= Exercise brief =
Go through the entries below and copy out each line that contains the string "cross".

= Available records =
##############################

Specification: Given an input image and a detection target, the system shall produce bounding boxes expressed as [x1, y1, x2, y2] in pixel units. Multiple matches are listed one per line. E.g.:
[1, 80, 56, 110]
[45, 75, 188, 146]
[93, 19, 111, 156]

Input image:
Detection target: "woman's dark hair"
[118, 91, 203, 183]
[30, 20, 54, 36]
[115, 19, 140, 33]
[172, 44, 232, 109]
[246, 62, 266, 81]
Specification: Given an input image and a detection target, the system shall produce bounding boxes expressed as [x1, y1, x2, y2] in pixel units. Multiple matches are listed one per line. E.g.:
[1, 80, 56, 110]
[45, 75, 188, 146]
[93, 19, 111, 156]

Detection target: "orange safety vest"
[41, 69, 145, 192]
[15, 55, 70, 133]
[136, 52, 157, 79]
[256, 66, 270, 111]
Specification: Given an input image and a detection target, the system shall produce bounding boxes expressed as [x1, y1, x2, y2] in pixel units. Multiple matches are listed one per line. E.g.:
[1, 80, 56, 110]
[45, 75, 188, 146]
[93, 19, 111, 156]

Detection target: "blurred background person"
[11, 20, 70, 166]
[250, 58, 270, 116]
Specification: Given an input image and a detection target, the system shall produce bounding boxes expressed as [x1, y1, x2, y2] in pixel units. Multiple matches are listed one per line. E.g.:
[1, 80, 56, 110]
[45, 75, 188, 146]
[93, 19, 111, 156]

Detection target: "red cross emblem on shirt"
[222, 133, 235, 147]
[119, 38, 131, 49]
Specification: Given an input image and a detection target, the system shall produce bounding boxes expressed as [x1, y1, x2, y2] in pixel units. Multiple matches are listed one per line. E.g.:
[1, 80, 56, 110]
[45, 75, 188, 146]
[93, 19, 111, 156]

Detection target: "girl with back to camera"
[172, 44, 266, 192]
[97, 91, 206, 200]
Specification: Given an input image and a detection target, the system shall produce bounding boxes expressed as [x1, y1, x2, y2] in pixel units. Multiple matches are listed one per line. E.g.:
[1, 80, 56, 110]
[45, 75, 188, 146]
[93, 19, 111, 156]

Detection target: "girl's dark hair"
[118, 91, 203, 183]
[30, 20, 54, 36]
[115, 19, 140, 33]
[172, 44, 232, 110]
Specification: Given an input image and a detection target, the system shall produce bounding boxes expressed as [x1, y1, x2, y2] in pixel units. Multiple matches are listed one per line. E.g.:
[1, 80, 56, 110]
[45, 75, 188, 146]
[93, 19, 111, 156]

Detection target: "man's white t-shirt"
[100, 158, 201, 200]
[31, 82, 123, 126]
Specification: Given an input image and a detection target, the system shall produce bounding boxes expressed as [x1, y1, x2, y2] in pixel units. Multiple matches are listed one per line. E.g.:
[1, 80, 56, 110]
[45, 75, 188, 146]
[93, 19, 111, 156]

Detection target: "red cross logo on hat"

##############################

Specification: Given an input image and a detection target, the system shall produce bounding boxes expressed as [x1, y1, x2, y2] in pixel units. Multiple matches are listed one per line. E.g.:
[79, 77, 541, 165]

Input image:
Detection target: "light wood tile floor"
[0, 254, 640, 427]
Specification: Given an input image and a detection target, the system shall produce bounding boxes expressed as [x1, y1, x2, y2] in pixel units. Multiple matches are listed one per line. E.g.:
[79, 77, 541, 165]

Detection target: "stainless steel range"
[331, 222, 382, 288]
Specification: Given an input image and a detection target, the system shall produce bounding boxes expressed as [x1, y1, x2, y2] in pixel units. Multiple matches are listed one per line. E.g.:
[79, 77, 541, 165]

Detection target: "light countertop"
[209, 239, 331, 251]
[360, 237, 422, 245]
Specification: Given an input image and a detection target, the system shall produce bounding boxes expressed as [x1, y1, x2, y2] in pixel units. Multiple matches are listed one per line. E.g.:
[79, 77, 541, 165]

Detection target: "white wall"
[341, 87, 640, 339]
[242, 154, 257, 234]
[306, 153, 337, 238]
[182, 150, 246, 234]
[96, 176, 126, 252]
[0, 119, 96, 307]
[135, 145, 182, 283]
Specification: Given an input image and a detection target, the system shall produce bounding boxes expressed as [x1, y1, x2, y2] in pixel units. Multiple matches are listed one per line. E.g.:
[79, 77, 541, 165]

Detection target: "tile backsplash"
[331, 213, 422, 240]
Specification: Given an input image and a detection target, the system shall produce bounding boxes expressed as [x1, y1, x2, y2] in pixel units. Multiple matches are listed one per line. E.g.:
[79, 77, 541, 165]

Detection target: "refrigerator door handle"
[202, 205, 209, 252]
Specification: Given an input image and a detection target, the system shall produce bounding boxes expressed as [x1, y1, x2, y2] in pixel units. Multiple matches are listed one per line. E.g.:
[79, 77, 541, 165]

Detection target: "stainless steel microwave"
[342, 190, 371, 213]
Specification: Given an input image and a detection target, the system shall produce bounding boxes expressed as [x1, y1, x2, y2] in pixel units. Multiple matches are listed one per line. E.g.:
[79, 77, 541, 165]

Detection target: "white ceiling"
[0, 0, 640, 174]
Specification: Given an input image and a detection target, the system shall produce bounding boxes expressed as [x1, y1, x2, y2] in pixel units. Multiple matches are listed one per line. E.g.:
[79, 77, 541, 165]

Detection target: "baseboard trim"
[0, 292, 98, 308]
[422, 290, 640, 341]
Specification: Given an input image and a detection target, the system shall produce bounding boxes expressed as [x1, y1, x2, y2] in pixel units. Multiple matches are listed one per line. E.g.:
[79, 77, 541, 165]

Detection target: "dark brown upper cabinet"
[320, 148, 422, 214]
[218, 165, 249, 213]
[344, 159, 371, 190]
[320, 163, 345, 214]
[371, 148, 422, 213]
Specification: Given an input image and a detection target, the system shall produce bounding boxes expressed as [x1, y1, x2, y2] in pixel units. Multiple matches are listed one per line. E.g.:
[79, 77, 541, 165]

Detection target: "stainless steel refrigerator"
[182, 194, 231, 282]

##############################

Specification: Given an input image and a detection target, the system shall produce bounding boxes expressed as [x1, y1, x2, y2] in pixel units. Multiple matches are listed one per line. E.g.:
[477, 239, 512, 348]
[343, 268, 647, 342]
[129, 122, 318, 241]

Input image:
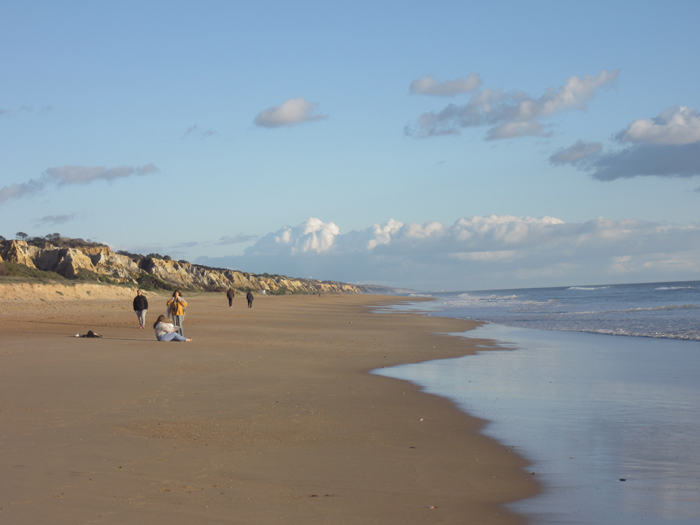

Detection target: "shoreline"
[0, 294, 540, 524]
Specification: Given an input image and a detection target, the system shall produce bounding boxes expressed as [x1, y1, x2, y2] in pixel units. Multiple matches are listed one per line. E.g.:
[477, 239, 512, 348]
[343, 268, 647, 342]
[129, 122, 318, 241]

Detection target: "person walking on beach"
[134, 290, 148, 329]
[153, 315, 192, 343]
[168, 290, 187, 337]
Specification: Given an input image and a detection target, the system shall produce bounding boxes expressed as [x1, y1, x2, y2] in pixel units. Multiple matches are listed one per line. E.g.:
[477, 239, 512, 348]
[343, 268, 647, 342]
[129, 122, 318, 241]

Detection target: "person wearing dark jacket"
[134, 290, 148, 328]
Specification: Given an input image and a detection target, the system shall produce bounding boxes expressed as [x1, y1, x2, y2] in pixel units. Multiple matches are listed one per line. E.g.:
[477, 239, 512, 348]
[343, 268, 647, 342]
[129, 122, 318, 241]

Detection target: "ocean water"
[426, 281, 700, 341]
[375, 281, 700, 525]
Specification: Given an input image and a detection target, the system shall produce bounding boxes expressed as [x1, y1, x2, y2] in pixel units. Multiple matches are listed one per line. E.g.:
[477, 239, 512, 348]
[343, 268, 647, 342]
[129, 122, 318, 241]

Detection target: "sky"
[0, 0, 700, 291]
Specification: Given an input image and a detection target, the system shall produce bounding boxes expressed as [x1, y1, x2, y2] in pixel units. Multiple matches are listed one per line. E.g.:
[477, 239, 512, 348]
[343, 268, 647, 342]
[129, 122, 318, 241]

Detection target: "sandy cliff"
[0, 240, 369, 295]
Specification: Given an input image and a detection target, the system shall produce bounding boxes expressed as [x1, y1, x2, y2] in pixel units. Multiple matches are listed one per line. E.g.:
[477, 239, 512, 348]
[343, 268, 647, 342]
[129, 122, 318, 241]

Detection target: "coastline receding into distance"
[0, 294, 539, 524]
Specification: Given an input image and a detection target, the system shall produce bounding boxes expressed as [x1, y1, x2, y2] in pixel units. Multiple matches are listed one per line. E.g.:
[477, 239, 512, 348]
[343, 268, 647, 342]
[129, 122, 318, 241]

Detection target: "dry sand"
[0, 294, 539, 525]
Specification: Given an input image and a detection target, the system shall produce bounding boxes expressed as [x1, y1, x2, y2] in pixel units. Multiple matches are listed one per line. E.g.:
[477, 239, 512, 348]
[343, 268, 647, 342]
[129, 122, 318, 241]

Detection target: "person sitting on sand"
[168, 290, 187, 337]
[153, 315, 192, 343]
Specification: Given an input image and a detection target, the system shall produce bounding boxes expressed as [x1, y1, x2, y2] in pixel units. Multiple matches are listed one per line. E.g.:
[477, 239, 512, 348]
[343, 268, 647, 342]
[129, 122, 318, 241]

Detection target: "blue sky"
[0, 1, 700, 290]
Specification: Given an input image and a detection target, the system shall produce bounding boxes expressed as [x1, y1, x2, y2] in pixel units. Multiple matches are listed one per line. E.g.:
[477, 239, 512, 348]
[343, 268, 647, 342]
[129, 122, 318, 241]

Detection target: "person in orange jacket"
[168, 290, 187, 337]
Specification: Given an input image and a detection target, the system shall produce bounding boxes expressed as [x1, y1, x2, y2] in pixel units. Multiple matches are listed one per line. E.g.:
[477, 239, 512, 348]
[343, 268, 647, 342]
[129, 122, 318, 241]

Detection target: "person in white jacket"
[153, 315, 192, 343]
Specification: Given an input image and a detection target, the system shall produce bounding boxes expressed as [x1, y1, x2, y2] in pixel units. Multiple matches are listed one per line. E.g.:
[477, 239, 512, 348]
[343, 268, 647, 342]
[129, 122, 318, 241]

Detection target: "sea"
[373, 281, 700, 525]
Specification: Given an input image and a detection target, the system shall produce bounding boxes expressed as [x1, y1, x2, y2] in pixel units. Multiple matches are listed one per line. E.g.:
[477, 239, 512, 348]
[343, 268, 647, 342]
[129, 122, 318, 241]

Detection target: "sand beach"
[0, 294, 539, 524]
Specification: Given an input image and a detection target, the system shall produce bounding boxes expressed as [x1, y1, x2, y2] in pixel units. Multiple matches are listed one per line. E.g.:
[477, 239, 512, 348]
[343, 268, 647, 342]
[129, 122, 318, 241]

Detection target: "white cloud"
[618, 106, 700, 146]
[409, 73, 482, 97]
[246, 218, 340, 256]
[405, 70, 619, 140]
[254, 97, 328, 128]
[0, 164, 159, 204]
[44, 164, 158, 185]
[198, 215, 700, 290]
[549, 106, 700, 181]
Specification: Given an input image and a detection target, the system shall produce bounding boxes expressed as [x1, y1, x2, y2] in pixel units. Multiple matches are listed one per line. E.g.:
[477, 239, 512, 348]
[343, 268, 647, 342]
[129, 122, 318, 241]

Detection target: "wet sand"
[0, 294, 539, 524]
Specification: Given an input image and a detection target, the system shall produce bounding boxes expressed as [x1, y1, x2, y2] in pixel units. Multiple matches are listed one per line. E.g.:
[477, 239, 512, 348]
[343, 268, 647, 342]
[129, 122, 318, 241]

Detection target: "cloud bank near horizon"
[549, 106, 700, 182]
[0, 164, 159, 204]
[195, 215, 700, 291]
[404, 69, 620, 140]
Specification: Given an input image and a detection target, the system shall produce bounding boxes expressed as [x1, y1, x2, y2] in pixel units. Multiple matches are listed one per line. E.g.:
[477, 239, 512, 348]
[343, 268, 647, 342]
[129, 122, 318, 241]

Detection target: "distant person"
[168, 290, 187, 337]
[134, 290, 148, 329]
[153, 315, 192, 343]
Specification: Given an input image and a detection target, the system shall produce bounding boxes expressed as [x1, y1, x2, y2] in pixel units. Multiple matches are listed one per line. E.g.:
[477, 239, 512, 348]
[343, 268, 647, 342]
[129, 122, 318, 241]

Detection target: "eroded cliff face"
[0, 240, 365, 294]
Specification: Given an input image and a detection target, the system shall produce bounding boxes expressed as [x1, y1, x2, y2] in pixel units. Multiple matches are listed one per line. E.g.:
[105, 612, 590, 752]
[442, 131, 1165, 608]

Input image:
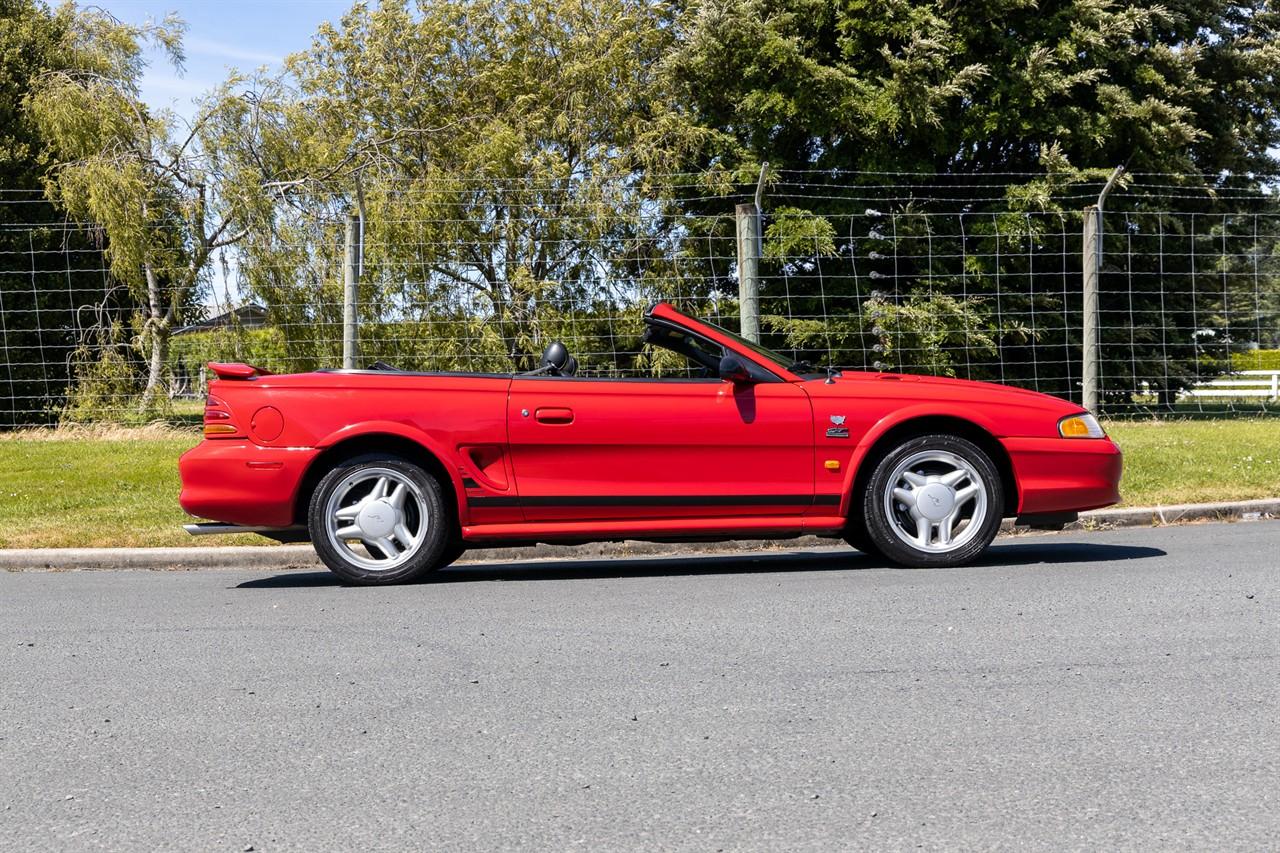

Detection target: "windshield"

##############################

= Response =
Detection target: "red cross emblem on shirt"
Detection target: "red cross logo on hat"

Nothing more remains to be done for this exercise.